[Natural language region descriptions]

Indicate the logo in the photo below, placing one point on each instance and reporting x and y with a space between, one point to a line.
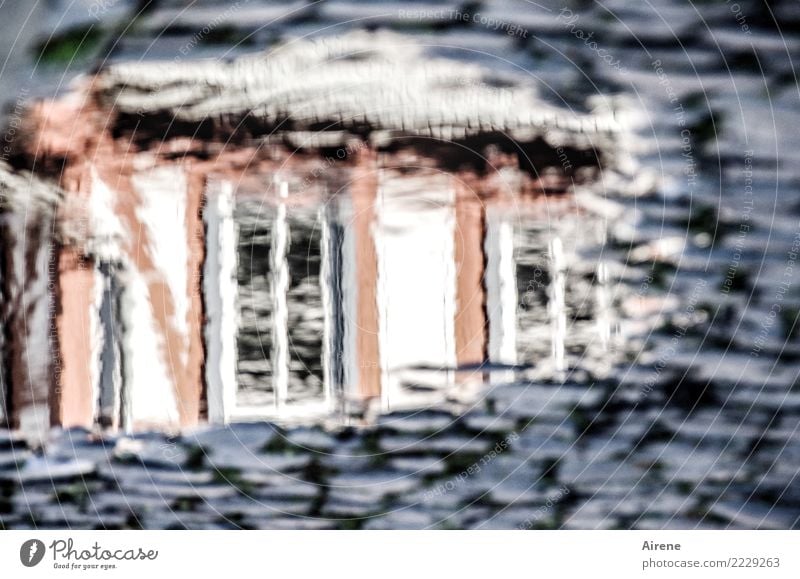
31 553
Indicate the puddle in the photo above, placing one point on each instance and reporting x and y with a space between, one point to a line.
404 290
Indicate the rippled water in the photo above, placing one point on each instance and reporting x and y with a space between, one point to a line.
414 293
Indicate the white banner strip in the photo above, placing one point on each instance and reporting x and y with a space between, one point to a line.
401 554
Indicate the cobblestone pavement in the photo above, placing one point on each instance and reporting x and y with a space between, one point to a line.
697 428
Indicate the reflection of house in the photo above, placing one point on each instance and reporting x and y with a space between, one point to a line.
139 257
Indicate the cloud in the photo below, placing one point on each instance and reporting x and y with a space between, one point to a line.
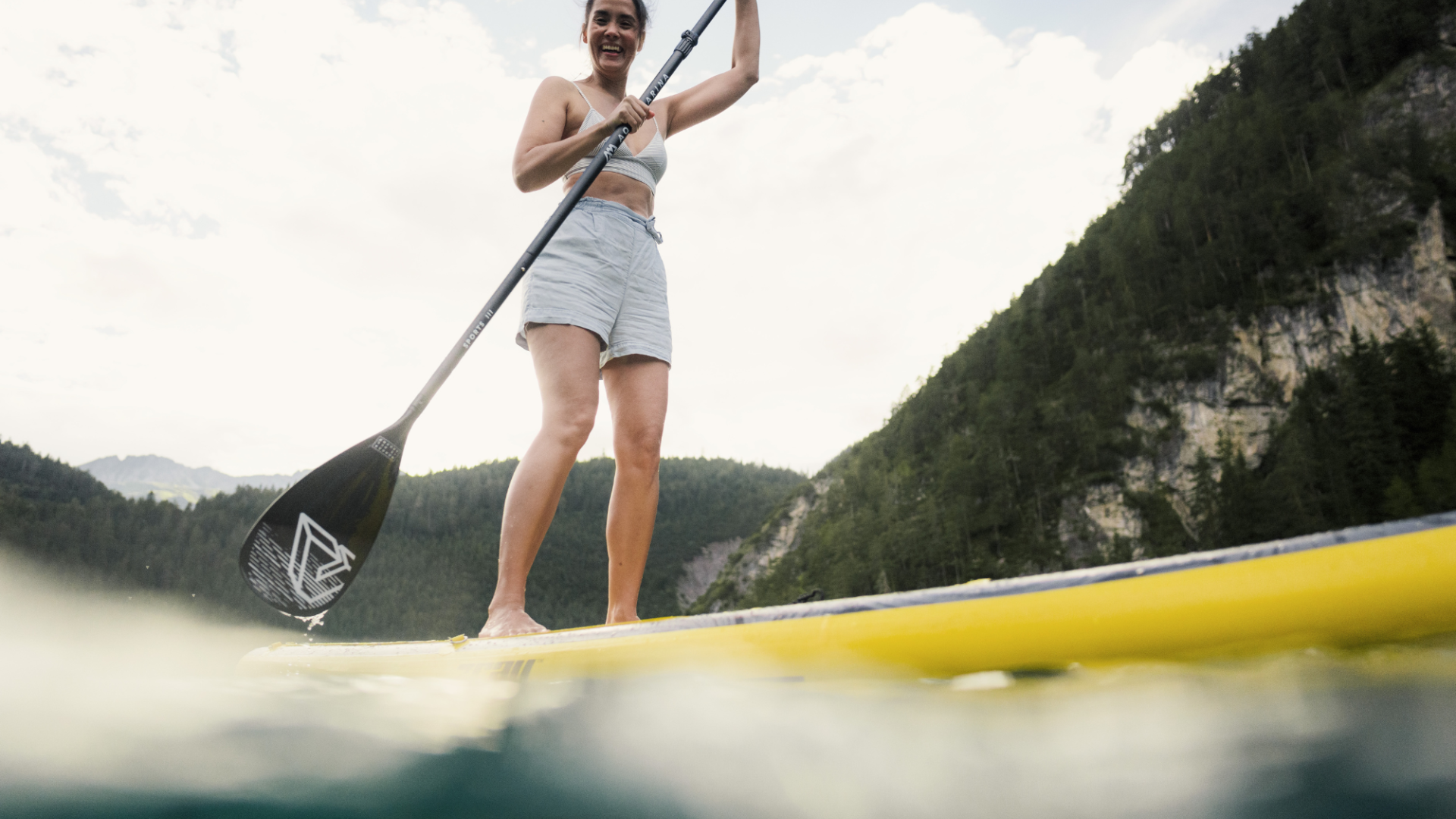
246 243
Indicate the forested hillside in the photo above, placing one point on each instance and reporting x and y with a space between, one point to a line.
433 569
1298 187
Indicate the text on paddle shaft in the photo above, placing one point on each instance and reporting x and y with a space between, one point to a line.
475 331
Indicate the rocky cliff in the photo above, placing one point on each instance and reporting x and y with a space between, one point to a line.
1298 200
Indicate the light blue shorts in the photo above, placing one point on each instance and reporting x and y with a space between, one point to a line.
601 273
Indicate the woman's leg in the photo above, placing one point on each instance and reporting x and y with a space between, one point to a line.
637 391
566 365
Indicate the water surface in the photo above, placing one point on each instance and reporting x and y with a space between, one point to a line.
115 707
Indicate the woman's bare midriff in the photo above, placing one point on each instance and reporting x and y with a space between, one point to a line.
618 188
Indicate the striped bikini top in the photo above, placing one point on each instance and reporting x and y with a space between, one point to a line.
647 168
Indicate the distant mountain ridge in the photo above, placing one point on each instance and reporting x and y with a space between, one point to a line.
139 475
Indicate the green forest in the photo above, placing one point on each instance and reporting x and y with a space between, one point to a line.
431 572
1270 177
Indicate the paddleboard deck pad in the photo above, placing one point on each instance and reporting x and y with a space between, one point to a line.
1337 589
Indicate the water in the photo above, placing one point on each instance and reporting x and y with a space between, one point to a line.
114 707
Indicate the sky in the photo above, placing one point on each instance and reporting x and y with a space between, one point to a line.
243 234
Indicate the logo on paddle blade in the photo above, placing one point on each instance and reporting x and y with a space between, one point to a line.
329 558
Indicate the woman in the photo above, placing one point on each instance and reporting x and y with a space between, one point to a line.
596 299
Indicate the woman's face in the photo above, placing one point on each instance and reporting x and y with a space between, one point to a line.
613 36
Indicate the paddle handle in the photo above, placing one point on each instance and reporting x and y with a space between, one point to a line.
685 47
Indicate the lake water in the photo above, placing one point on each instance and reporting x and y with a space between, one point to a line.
115 707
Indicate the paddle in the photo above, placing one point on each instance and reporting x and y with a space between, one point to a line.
310 544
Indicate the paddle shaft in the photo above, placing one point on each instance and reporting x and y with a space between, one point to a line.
685 47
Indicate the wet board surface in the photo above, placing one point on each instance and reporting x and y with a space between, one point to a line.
1347 588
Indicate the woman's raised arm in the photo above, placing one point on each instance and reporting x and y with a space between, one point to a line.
542 155
715 93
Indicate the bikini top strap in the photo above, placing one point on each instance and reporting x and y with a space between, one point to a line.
590 107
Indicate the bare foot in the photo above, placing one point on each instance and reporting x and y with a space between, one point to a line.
506 623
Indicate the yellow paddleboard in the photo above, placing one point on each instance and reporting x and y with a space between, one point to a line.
1354 586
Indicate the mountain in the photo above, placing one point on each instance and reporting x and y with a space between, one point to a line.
1253 343
139 475
433 569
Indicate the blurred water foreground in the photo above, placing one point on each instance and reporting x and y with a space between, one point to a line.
126 707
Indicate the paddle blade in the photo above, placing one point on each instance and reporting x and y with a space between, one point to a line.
306 550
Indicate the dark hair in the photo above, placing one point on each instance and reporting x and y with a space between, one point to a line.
644 15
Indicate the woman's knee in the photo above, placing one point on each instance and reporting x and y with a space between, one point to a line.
639 447
570 428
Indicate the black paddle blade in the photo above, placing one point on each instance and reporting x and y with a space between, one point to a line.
306 550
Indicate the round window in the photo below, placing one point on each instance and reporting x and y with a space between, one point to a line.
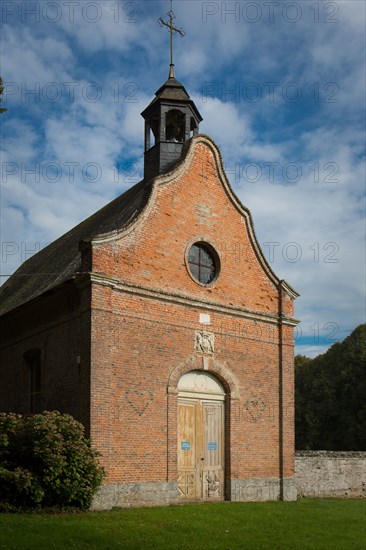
203 263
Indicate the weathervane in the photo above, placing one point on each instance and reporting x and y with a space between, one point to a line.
172 29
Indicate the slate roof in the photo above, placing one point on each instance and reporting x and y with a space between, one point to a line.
61 260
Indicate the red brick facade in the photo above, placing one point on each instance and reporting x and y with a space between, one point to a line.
116 339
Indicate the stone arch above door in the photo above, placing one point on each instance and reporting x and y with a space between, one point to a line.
201 384
220 371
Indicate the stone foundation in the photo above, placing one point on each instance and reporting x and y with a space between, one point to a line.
320 474
129 495
256 490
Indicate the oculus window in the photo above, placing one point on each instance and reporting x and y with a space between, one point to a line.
203 263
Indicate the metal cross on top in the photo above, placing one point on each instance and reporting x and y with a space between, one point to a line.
172 29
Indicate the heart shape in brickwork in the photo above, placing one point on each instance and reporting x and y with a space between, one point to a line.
139 399
255 408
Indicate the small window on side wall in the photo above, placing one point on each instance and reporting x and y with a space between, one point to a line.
33 360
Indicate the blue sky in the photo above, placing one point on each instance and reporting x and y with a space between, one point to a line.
281 88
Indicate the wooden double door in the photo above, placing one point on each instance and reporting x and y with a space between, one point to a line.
201 452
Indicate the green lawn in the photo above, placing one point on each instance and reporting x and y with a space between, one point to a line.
305 524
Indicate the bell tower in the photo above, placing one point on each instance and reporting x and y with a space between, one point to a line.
171 119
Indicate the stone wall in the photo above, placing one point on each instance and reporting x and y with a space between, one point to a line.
330 474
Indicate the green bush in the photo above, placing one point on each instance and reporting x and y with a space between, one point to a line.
46 461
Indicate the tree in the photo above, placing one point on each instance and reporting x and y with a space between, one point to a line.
330 407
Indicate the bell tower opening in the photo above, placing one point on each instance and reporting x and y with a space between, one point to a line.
171 119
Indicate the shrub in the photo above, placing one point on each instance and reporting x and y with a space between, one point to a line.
45 460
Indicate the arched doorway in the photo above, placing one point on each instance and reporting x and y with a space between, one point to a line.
201 437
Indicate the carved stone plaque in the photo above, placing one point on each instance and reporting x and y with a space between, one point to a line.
204 342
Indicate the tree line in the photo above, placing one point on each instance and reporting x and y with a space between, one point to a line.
330 391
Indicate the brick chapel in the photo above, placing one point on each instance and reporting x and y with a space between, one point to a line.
158 323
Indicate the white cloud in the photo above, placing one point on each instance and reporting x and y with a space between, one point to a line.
116 55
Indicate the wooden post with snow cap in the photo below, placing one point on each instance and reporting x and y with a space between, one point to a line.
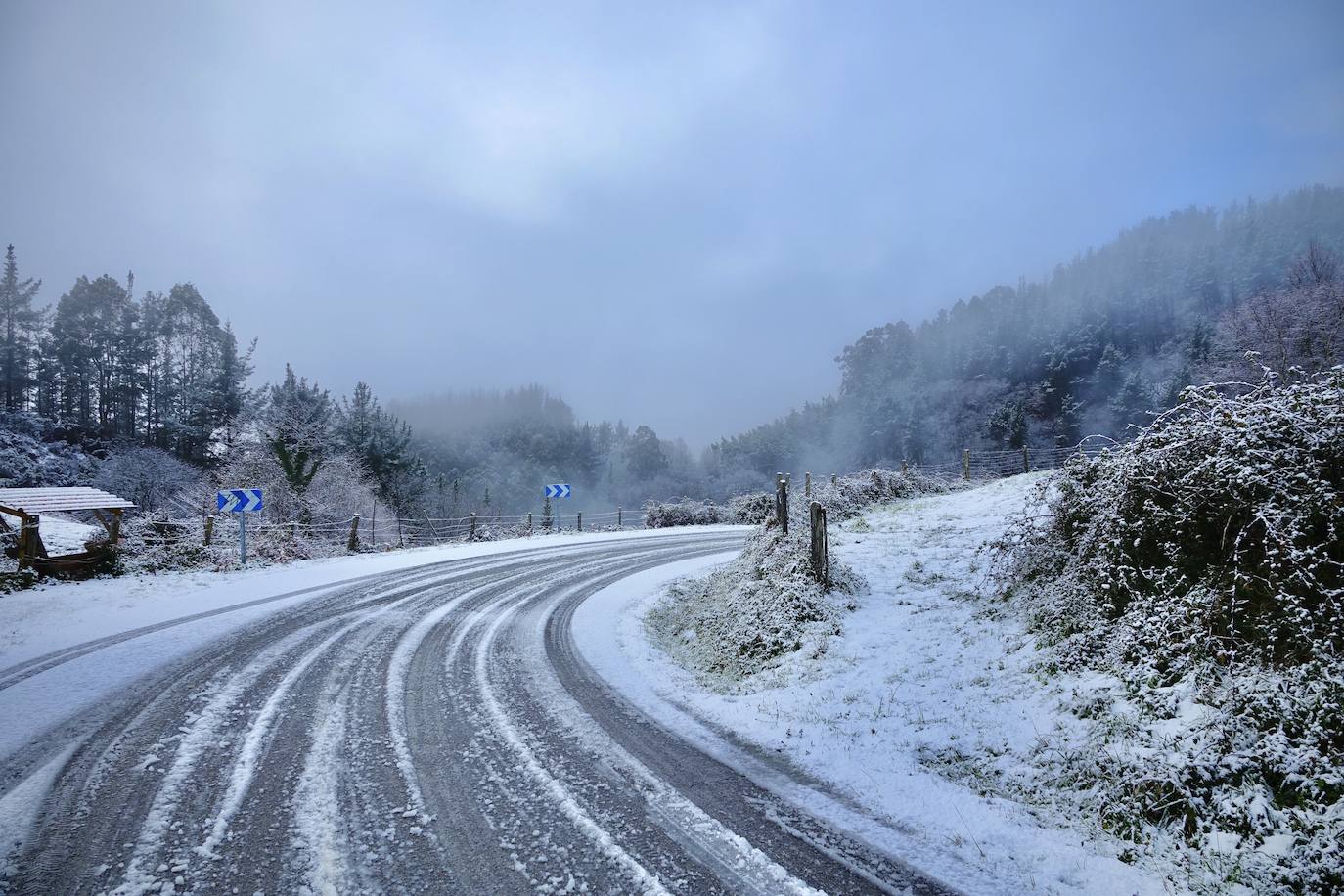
820 563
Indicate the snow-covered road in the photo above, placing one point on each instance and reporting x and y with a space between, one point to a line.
431 730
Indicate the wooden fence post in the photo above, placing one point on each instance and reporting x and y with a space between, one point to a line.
24 535
820 563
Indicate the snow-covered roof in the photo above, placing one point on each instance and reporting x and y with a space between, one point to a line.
35 501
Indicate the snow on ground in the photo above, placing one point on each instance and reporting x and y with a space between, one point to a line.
62 614
920 679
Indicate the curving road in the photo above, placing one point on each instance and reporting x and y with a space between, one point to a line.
430 731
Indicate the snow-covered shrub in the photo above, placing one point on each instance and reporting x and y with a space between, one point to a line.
1217 533
25 461
750 510
1202 564
766 605
147 475
660 515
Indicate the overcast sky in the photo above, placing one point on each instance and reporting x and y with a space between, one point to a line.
643 207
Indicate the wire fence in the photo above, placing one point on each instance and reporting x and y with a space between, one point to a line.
381 532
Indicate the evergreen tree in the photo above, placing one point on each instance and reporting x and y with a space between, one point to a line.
19 321
298 428
644 456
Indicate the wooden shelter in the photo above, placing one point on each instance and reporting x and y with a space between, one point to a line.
29 504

# YOUR TASK
Give the lines from the one containing "Indicate the overcast" through the end of the entries again, exactly as written and with no other lines.

# SOLUTION FOR THIS TASK
Indicate the overcast sky in the photo above, placing one point on each instance and reporting x and y with a space between, one point to a line.
643 207
Indicate the wire fence in the photo above, placing one point on each instance and reporting x and y with a space between, one point to a line.
381 532
Indicate the evergreen tree in the photo above, placing one point on each instance and reporting x and y with a space between, one point to a line.
19 321
298 428
644 456
Indicate the wooden shelter in the photo above, placing one point on each instance and reporting x and y with a space between, one point to a line.
29 504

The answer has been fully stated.